DATA LISTING:

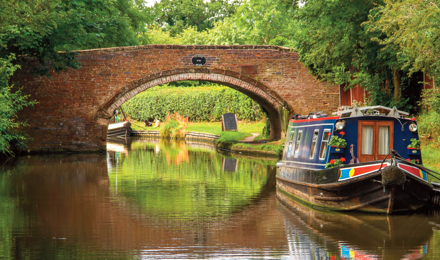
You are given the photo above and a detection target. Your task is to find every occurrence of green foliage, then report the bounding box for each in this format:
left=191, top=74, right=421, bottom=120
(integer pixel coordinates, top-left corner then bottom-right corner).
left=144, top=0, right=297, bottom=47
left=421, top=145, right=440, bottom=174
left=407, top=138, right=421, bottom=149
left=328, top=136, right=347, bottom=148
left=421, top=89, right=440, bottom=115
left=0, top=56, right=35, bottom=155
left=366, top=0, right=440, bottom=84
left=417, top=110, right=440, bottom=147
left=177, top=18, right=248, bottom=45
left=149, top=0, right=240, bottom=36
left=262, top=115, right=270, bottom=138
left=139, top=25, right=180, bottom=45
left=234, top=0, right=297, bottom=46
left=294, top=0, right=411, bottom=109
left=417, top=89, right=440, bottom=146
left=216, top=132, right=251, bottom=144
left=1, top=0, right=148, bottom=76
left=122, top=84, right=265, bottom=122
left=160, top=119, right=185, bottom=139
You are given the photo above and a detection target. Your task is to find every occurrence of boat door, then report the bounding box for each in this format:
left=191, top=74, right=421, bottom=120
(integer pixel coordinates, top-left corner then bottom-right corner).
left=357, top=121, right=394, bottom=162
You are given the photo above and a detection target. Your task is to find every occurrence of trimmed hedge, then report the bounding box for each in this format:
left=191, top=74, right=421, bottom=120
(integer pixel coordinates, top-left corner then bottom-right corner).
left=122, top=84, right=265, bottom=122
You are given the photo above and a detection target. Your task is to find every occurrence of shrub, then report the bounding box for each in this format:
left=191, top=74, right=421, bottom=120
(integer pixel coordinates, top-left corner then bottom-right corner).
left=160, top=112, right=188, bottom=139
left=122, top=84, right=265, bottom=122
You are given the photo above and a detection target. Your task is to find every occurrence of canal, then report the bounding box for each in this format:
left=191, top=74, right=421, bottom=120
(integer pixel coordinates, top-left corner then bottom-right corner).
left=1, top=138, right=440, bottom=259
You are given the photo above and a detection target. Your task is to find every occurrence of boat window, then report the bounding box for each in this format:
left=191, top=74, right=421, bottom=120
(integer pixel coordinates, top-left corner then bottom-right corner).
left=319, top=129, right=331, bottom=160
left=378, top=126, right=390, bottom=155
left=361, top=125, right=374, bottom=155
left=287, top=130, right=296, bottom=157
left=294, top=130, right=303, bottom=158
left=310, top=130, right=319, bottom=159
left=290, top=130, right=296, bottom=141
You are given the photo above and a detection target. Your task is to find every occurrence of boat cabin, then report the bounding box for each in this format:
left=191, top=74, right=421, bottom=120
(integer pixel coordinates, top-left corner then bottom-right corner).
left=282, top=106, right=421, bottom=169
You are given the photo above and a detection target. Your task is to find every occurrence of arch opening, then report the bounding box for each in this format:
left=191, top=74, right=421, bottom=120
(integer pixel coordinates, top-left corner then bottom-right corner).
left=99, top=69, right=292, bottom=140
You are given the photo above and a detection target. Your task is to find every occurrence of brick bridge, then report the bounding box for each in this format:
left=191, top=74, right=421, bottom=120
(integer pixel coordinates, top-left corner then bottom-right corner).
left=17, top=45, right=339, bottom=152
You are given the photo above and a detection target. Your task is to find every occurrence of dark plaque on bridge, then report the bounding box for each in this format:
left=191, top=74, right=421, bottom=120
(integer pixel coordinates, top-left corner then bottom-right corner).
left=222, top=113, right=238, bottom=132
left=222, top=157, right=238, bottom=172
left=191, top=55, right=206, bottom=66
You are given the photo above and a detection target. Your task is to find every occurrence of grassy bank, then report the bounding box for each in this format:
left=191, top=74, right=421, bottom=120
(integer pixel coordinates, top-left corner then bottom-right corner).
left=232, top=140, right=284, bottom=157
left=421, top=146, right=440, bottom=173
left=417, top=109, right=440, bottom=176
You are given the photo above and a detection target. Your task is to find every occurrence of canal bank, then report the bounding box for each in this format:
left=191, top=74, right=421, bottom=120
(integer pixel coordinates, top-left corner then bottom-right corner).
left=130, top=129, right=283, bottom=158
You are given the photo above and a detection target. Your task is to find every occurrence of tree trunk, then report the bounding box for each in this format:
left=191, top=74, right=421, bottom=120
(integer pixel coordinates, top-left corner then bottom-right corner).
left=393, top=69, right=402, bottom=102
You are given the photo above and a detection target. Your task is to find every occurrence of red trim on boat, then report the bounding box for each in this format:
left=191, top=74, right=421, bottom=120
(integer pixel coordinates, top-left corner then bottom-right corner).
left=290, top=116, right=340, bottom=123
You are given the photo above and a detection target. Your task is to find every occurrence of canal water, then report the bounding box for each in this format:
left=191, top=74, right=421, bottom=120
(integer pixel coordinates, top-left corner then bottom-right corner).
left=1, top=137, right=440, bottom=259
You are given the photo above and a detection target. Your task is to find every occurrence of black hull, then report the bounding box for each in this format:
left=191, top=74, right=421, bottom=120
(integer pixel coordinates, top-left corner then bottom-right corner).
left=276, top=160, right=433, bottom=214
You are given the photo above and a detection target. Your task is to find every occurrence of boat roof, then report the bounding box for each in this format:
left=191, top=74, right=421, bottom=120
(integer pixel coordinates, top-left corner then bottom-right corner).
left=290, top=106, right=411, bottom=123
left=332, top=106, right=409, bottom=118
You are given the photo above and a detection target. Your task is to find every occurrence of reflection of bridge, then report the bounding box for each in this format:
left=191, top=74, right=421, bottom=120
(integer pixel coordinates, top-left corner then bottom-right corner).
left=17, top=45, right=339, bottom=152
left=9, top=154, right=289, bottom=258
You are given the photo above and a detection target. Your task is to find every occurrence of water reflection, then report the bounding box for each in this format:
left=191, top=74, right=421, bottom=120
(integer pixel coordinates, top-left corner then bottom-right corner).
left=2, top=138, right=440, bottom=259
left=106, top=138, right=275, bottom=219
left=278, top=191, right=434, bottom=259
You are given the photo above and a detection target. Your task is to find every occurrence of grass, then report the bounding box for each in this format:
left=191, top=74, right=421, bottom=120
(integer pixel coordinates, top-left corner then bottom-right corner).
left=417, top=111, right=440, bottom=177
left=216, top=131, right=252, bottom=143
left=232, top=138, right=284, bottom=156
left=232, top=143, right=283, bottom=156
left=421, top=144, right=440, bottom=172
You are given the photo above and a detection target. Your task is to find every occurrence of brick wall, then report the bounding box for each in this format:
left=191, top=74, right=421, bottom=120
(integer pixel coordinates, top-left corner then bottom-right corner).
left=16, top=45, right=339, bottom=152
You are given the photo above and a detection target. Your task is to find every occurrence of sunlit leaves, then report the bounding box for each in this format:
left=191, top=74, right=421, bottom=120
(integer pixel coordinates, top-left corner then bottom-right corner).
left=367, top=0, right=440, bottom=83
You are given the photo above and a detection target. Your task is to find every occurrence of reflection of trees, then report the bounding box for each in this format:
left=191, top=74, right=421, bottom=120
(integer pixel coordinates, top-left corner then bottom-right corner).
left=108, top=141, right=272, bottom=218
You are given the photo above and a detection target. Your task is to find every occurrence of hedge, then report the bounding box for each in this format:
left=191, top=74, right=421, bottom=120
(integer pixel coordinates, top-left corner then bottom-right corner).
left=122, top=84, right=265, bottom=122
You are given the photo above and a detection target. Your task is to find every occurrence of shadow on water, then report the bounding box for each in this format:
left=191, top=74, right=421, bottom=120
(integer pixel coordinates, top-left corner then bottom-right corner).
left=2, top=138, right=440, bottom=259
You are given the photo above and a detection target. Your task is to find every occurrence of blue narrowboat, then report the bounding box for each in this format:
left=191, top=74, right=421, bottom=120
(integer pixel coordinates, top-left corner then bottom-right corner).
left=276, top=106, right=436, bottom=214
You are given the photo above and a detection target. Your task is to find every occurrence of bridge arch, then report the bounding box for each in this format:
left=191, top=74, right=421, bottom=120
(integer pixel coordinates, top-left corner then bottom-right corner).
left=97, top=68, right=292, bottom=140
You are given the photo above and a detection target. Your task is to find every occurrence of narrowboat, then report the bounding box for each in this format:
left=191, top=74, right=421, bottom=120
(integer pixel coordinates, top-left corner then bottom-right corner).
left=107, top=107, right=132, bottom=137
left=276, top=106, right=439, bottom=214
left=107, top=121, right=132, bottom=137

TASK DESCRIPTION: Reproduce each line from the listing above that includes the word "arch".

TASK SOLUTION:
You are given the photo above and a detection target. Your task is to find every occurrence of arch opening, then report the bounding box for each in this format:
You are given the photo above and a detection target. Your task is to find every occurrence of bridge arch, then report the bounding box for each in this format:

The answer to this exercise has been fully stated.